Verilen metin parçası:
•••••

Bütün hayatını burada mı geçirdi?
Bunu tam olarak bilemiyorum ama ailesi 50 sene
boyunca burada yaşadı.
Babasını iyi tanırdım.
Aslında benim yaşımdaki herkes babasını iyi
tanırdı.
Eddie garip olmasına rağmen sohbet etmek için
iyi bir adamdı.
Ona baktığınızda zararsız biri olduğunu
söyleyebilirdiniz.
-Hiç evlendi mi?
-Hayır.
-Hep yalnız mı yaşadı?
-Evet.
Bildiğim kadarıyla.
-Evini hiç gördünüz mü?
-Hayır hiç görmedim.
Hiç görmediniz.
-Birkaç dakika oturalım mı?
- Bir- iki dakika.
-Bunu duydun mu?
-Neyi duydum mu?
Bak!
Korkma.
Sakinleş.
-Roger, gidelim.
- İyi fikir.
Sen bir öğretmendin.
Hep Tanrı'nın yanında olmalıydın.
Şimdi senden, uyanmanı ve ayağa kalkmanı istiyorum.
Uyan.
Uyan ve ayağa kalk.
- Kim o?
- Steven Moulden.
-Seni uyandırmadık değil mi?
-Seni uyandırmadık değil mi?
Hayır, sayılmaz.
- İçerisi biraz dağınık.
- Önemli değil.
Bize hayalet hikayesi anlatabilir misin Eddie?
- Elbette.
-Şimdi olmaz.
Meşgulüz.
Haydi sıra sende Eddie.
Bende altılılar var.
Denesene.
Kardeşin nerede?
Odamda ne işin var?
Dışarı çık.
Neden bağırdın?
-Odada fareler var.
Kapıda da kesik başlar.
-Kesik başlar mı?
Kuzenim güneyden getirmişti.
Savaş zamanından kalma.
Bunlar fakir insanlar mı?
Hangileri?
Bunlar büyük savaşta öldürülenler.
Peki bu diğer tuhaf aletler ne?
Bu kadar yeter çocuklar.
İkiniz de dışarı çıkın.
Duvardaki suratları gördün mü?
Bu çok tuhaf Eddie.
Bunu babama söyleyeceğim ve bize daha fazla
bakıcılık edemeyeceksin.
Belki bir daha buraya gelmeseniz daha iyi olur.
Özür dilerim Eddie.
Odana girdiğim için özür dilerim.
İnsanların gizliliğe ihtiyacı vardır.
Hepsini kendine mi alıyorsun?
-Evet hepsi kendime.
-Teşekkür ederim.
Kalbimin daha düzenli çalışması için bunun
yapılması gerekiyormuş.
Aman Tanrım Elenor.
Korkmuyor musun?
İyi bir hayatım vardı.
Tanrı beni yanına çağırıyorsa başka seçeneğim
yok.
Pekala.
Başka bir şey var mı?
Hayır, sağ ol.
Kamyonetin için antifriz Ed.
Teşekkürler.

•••••

Aşağıdakileri tamamlayın:
[1] Metin parçasına göre aşağıdaki soruları yanıtlayın.
(a) Eddie'nin ailesi orada kaç sene yaşamış?
(b) Odada ne olduğu söyleniyor?
(c) Kamyonet için Ed'e ne veriliyor?
[2] Metin parçasında "Belki bir daha" sözcükleriyle açılıp "Aman Tanrım Elenor." ile kapanan bölümü hiçbir değişiklik yapmadan yeniden yazın.
[3] Metin parçasında "Korkmuyor musun?" sorusuna verilen yanıtta korkmamanın gerekçesi nasıl açıklanıyor? Bir ila üç cümleyle anlatın.
Sonraki satırların bu metin parçasıyla hiçbir ilgisi yoktur.

Veri kümesi içeriği:
•••••

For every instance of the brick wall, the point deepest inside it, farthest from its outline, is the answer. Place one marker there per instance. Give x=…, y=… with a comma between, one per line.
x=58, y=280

•••••

Alıştırma yanıtları:
[1]
(a) 50 sene.
(b) Fareler.
(c) Antifriz.

[2]
Belki bir daha buraya gelmeseniz daha iyi olur.
Özür dilerim Eddie.
Odana girdiğim için özür dilerim.
İnsanların gizliliğe ihtiyacı vardır.
Hepsini kendine mi alıyorsun?
-Evet hepsi kendime.
-Teşekkür ederim.
Kalbimin daha düzenli çalışması için bunun
yapılması gerekiyormuş.
Aman Tanrım Elenor.

[3] Yanıt veren kişi iyi bir hayatı olduğunu söylüyor. Ayrıca Tanrı onu yanına çağırıyorsa başka seçeneği olmadığını belirtiyor.